Dr. Ride was finishing studies at Stanford — degrees in physics and astrophysics (and also English) — and looking for a job when she saw a newspaper advertisement that said NASA was accepting astronaut applications. She looked at the qualifications and said, “I’m one of those people,” she told The New York Times in 1982.

She applied, and made the cut.

“The women’s movement had already paved the way, I think, for my coming,” she said.

By the time she began studying laser physics at Stanford, women had already broken through into the physics department, once a boys’ club. And when she applied to the space program, NASA had already made a commitment to admit women.

But there were still rough spots. Before the first shuttle flight, Dr. Ride — chosen in part because she was known for keeping her cool under stress — politely endured reporters’ asking whether spaceflight would affect her reproductive organs, whether she planned to have children, whether she would wear a bra or makeup in space, whether she cried on the job, how she would handle menstruation in space. The CBS News reporter Diane Sawyer asked her to demonstrate a newly installed privacy curtain around the shuttle’s toilet. On “The Tonight Show,” Johnny Carson joked that the shuttle flight would be delayed because Dr. Ride had to find a purse to match her shoes.

Information supplied:
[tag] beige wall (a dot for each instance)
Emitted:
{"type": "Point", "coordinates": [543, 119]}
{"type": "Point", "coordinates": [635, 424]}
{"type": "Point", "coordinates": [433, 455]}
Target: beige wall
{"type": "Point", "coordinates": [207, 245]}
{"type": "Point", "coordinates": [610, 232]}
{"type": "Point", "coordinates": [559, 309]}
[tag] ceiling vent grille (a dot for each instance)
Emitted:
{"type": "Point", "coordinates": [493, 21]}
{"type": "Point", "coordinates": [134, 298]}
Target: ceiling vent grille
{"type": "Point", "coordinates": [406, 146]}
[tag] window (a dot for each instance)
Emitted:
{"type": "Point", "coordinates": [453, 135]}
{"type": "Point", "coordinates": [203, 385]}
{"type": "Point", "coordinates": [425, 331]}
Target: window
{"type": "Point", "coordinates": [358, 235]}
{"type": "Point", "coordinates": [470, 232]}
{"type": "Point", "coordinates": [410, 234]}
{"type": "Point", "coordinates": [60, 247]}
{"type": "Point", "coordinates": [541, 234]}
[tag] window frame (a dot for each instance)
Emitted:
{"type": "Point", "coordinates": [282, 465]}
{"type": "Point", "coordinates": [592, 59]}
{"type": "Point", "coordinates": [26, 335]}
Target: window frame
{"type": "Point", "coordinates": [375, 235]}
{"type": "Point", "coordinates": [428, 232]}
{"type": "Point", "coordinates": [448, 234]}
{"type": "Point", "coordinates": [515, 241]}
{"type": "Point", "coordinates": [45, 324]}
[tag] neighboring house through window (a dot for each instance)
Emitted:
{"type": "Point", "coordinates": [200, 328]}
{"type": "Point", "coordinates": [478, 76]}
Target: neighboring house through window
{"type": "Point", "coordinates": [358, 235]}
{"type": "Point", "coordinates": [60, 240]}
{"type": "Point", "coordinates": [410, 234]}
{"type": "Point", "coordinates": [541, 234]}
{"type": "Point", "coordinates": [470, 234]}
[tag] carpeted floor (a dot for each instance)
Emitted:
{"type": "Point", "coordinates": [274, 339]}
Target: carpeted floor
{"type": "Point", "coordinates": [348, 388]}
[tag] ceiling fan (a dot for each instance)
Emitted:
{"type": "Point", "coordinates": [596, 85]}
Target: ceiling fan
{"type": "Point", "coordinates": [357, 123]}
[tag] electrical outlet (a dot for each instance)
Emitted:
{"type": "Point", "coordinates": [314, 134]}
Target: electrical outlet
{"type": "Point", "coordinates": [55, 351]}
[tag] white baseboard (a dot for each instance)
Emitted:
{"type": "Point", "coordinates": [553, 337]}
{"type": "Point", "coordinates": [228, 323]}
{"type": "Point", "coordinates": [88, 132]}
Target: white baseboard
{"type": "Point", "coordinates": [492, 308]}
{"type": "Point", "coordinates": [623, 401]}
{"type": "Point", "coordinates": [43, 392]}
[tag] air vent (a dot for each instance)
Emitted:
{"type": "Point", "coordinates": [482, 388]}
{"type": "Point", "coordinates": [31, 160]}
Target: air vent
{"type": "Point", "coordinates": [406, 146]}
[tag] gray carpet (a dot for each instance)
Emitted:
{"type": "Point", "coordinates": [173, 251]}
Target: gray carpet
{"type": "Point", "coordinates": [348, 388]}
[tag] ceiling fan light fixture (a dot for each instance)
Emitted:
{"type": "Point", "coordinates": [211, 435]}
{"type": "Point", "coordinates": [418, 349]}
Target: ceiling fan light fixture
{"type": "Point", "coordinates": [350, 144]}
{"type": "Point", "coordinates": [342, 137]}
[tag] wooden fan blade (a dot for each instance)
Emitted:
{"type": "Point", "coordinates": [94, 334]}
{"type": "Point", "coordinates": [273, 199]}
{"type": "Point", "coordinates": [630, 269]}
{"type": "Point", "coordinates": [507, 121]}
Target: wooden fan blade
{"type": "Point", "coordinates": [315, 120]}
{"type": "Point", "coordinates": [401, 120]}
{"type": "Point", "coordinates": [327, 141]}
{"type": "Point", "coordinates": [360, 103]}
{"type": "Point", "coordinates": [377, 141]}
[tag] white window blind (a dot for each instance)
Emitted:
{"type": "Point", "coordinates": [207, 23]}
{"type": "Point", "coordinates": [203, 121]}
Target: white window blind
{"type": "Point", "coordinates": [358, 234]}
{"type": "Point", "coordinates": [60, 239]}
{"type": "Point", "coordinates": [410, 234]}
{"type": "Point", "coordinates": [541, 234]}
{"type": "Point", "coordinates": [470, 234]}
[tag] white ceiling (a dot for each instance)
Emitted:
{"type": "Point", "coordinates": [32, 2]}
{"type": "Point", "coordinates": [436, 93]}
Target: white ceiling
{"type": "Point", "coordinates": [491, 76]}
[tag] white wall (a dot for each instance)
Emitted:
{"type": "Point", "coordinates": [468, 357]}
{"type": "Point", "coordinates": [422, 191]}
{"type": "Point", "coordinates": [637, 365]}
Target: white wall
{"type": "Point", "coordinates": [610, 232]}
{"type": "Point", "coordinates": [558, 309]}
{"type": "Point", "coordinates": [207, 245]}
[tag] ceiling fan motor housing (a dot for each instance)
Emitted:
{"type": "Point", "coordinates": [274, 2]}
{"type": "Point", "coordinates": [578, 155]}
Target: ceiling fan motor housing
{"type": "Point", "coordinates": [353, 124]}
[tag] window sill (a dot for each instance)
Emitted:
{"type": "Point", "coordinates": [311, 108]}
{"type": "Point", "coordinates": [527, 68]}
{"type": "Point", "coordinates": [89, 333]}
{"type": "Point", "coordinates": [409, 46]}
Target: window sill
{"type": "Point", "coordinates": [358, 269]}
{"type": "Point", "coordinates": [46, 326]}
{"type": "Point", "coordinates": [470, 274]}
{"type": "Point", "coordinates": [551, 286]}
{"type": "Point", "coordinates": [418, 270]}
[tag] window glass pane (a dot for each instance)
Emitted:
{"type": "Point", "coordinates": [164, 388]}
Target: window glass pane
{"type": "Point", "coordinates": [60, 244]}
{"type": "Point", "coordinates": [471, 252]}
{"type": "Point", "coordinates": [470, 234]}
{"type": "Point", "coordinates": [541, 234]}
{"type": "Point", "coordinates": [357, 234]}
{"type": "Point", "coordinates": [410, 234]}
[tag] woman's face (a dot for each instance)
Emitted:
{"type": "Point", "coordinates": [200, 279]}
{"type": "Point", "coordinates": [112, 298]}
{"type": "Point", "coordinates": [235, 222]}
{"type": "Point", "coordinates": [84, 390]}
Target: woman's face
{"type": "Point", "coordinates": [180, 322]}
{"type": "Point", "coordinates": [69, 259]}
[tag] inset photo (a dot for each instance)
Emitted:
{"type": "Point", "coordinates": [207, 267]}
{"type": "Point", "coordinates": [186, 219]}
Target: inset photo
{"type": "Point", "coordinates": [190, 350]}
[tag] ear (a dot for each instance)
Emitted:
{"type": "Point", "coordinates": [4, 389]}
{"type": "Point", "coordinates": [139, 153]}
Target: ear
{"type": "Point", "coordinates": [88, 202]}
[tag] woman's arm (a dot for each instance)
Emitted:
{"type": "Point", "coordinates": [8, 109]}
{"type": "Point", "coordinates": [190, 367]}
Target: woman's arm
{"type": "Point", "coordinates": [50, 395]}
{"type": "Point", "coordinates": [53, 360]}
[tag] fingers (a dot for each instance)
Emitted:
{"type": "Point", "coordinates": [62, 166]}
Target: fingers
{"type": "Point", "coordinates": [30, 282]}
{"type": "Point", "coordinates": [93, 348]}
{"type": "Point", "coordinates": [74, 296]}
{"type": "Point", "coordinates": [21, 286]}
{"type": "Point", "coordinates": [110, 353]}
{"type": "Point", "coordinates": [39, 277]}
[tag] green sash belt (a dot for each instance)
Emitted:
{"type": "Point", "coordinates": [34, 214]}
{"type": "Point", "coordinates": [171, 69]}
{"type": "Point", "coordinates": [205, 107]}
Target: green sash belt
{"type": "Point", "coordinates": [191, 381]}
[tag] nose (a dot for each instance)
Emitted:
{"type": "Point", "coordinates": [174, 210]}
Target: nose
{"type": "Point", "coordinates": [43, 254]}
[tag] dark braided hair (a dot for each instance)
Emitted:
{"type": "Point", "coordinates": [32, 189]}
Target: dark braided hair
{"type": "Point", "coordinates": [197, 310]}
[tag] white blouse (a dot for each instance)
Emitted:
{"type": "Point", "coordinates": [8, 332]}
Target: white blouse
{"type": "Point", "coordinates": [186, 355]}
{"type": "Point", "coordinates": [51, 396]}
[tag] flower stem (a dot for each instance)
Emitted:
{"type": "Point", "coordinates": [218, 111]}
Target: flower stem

What to do:
1. Answer these questions about the text on Dr. Ride:
(a) In what subjects did she earn degrees at Stanford?
(b) What had NASA already committed to by the time she applied to the space program?
(c) What did the CBS News reporter Diane Sawyer ask her to demonstrate?
2. Can you rewrite the part of the text on Dr. Ride between "By the time" and "match her shoes.", inclusive, changing "privacy curtain" to "privacy screen"?
3. Can you carry the text about Dr. Ride on past its last sentence?

Per-task answers:
1.
(a) Physics and astrophysics, and also English.
(b) Admitting women.
(c) A newly installed privacy curtain around the shuttle's toilet.

2.
By the time she began studying laser physics at Stanford, women had already broken through into the physics department, once a boys’ club. And when she applied to the space program, NASA had already made a commitment to admit women.

But there were still rough spots. Before the first shuttle flight, Dr. Ride — chosen in part because she was known for keeping her cool under stress — politely endured reporters’ asking whether spaceflight would affect her reproductive organs, whether she planned to have children, whether she would wear a bra or makeup in space, whether she cried on the job, how she would handle menstruation in space. The CBS News reporter Diane Sawyer asked her to demonstrate a newly installed privacy screen around the shuttle’s toilet. On “The Tonight Show,” Johnny Carson joked that the shuttle flight would be delayed because Dr. Ride had to find a purse to match her shoes.

3.
At a NASA news conference, Dr. Ride said: “It’s too bad this is such a big deal. It’s too bad our society isn’t further along.”

The Soviets had already sent two women into space. One was welcomed aboard a space station by a male cosmonaut who told her the kitchen and an apron were all ready for her.

In her early days at NASA, Dr. Ride trained in parachute jumping, water survival and acclimatization to weightlessness and the huge G-forces of a rocket launch. She learned to fly a jet plane. She also switched from physics to engineering and helped to develop a robotic arm for the space shuttle. The Challenger commander, Robert Crippen, chose her for the 1983 mission in part because of her expertise with the device. She was part of a crew of five that spent about six days in space, during which she used the arm to deploy and retrieve a satellite.

At Cape Canaveral, many in the crowd of 250,000 that watched the launch wore T-shirts that said, “Ride, Sally Ride.”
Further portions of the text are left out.